● **Study text**
== == ==

Early stage breast cancer has a survival rate of nearly 100 percent. However, when breast cancer progresses to stage IV, just 28 percent of patients survive for five years or longer. When doctors misdiagnosed cancer of the breast, the consequences can be deadly.

3. Colon Cancer

Another of the cancers doctors most commonly miss is colorectal cancer.

Doctors usually detect cancer of the colon, rectum, or bowel by performing a colonoscopy. This procedure, recommended for both men and women ages 50 and older, uses tubes and cameras to allow doctors to view the inside of the colon while the patient is sedated.

A colonoscopy is one screening test that doesn’t just identify cancer, but can actually prevent it. Most colon cancers begin as noncancerous tumors called polyps. During a colonoscopy, doctors can biopsy or even remove polyps, so they never get the chance to develop into cancer.

Anytime doctors misdiagnosed cancer of the colon is a serious situation. The colon cancer survival rate drops from 91 percent at stage I to just 14 percent at stage IV.

4. Lung Cancer

Another type of cancer that is devastating when misdiagnosed is lung cancer. Among both men and women, lung cancer is the second most common cancer in America. Unfortunately, many patients don’t learn they have lung cancer until it’s too late.

Why not? For one thing, lung cancer often grows slowly. While that’s good in the sense that you can treat the cancer if caught early, it also makes the condition difficult to detect. Lung cancer presents few symptoms in the early stages.

== == ==

● **Data to examine**
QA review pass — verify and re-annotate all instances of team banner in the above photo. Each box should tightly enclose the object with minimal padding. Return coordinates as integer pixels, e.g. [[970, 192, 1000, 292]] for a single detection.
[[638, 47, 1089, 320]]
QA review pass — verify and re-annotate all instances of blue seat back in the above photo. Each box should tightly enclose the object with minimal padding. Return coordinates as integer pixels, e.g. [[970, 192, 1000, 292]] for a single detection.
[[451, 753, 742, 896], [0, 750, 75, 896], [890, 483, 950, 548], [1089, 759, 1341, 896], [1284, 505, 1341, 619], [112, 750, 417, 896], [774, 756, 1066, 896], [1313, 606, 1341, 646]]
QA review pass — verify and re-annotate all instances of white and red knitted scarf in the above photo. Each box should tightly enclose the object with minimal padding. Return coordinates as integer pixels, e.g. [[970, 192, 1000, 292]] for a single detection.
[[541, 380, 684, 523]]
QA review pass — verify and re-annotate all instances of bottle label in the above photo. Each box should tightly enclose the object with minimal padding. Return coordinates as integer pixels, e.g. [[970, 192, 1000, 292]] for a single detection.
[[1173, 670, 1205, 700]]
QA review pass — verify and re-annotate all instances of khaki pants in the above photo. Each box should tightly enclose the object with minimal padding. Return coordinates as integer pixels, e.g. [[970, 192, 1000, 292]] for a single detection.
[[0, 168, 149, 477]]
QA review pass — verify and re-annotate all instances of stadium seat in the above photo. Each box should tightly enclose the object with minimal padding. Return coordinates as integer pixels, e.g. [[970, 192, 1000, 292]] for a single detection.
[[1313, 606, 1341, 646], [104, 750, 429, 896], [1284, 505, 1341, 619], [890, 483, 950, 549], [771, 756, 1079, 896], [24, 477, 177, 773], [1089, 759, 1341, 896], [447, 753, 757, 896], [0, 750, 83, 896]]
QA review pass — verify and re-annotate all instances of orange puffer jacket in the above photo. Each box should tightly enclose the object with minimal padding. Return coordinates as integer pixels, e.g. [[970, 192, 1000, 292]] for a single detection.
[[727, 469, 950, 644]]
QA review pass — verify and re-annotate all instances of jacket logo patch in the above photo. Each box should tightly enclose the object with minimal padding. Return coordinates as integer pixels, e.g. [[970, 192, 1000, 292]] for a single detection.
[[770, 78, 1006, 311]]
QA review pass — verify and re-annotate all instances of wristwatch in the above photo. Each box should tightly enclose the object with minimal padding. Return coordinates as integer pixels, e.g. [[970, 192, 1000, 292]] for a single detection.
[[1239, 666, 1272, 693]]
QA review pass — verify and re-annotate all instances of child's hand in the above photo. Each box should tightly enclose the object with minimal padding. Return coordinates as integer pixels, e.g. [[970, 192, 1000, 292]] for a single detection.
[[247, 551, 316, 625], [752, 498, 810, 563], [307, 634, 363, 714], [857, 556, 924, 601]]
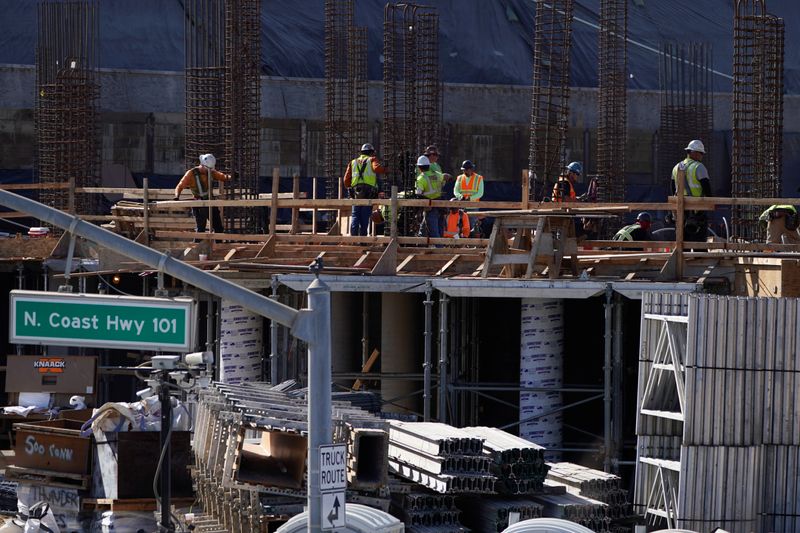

== == ==

● **Exercise description**
Answer these about the passage on commonly missed cancers:
1. What share of patients with stage IV breast cancer survive five years or longer?
2. What do most colon cancers begin as?
3. What does the passage say lung cancer presents in its early stages?

● **Solution to this task**
1. 28 percent
2. Noncancerous tumors called polyps
3. Few symptoms